_WHAT THIS TASK INVOLVES:_ Take the listing below and reproduce it in full. Change nothing.

--

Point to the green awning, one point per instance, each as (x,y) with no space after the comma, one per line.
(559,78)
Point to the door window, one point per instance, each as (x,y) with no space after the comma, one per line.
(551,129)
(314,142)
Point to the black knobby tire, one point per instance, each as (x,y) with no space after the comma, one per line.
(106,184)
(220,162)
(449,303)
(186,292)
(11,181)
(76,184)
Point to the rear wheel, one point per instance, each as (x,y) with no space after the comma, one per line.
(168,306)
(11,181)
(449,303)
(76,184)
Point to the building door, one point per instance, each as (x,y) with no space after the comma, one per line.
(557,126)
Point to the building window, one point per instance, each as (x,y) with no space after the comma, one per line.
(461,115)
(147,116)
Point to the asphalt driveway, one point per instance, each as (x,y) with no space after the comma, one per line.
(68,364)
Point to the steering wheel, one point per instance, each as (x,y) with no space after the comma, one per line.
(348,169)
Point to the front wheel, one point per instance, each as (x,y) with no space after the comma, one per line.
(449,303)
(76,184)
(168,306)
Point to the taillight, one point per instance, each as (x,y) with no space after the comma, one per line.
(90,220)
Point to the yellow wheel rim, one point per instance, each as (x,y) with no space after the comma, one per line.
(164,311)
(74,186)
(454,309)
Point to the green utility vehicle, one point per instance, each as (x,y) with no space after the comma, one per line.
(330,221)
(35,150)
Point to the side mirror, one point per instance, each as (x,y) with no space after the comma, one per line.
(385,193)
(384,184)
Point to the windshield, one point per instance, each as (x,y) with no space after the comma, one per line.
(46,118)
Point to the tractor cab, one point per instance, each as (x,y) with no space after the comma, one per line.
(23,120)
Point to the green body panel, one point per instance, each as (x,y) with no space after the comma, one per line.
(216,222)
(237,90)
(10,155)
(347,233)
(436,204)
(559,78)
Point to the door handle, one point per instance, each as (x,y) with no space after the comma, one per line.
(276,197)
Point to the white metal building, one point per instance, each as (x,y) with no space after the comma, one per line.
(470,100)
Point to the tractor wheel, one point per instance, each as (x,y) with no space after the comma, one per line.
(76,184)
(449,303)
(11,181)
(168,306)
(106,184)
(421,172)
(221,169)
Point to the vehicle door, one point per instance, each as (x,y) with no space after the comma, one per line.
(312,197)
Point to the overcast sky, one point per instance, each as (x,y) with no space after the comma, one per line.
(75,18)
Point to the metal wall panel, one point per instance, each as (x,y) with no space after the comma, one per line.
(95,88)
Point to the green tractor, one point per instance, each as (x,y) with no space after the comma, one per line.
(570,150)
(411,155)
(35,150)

--

_EXPECTED OUTPUT:_
Point to the green awning, one point per instance, each as (x,y) with no space after the comma, one per line.
(559,78)
Point to the door window, one point per instance, each as (x,y) with no space after the comma, one per line.
(551,129)
(314,142)
Point to the black knobby tire, one point per instance, each as (x,y) with no space after the comma, one per line.
(106,184)
(220,162)
(449,303)
(186,292)
(11,181)
(76,184)
Point to the rear wheel, one point per instance, each as (x,y) with no space after the comma, one per line.
(168,306)
(11,181)
(449,303)
(76,184)
Point to the building door, one point per instance, each as (x,y) with no space after the comma, one per line.
(557,126)
Point to the building window, one point per instance, each as (x,y) with no space after the comma, one per line.
(461,115)
(147,116)
Point to the asphalt driveway, one point per instance, each as (x,y) with no space after the comma, one per line.
(68,364)
Point to the steering wheel, one point per instance, each as (x,y) with no space after the comma, one per line.
(348,169)
Point to the front wheel, one point per instance, each as (x,y) with no space after the comma, one per line.
(449,303)
(76,184)
(168,306)
Point to the taillight, one point per instance, each as (x,y) with no space after the comma, one per line.
(90,220)
Point to the yellow wheel rim, one point per instance, each as (x,y) with no space after the comma, one per line.
(164,311)
(74,186)
(454,309)
Point to the green utility vehicle, one point per instance, each as (x,y) with no space after the comma, one per line.
(330,221)
(35,150)
Point to the side mirror, one point per instance, each as (x,y) with no space after the comma, one per line.
(385,193)
(384,184)
Point to the windshield, one point per instance, each as (x,y) with no space after the comma, one per line.
(46,118)
Point to the tractor cab, one point per instance, each as (x,y) with no space after the comma, one per line.
(23,120)
Point to the green body panel, one point per instance, each as (x,y) with no space after the comma, one per line.
(216,222)
(237,90)
(10,155)
(347,233)
(436,204)
(559,78)
Point to the door handle, one point per instance, each as (x,y) with no space after the comma, one per line.
(276,197)
Point to the white metal building, one point per instance, each as (x,y) with no space after the comma, one per line.
(470,100)
Point to the tractor wheel, one point per instance, each as (x,y) with no space after the comma, one per line.
(76,184)
(449,303)
(11,181)
(168,306)
(106,184)
(421,172)
(221,169)
Point to the vehicle door, one point per instance, each as (x,y) with no space after the comma, one per line.
(312,197)
Point to the overcast sky, one point per instance, each as (x,y) with no space after the comma, one per line.
(75,18)
Point to the metal wall panel, one point per instance, each as (x,y) with no space after the comma, one per line.
(95,88)
Point to the green tractor, one point per instance, each as (x,y) with no space after the comma, one per line.
(570,150)
(411,155)
(35,150)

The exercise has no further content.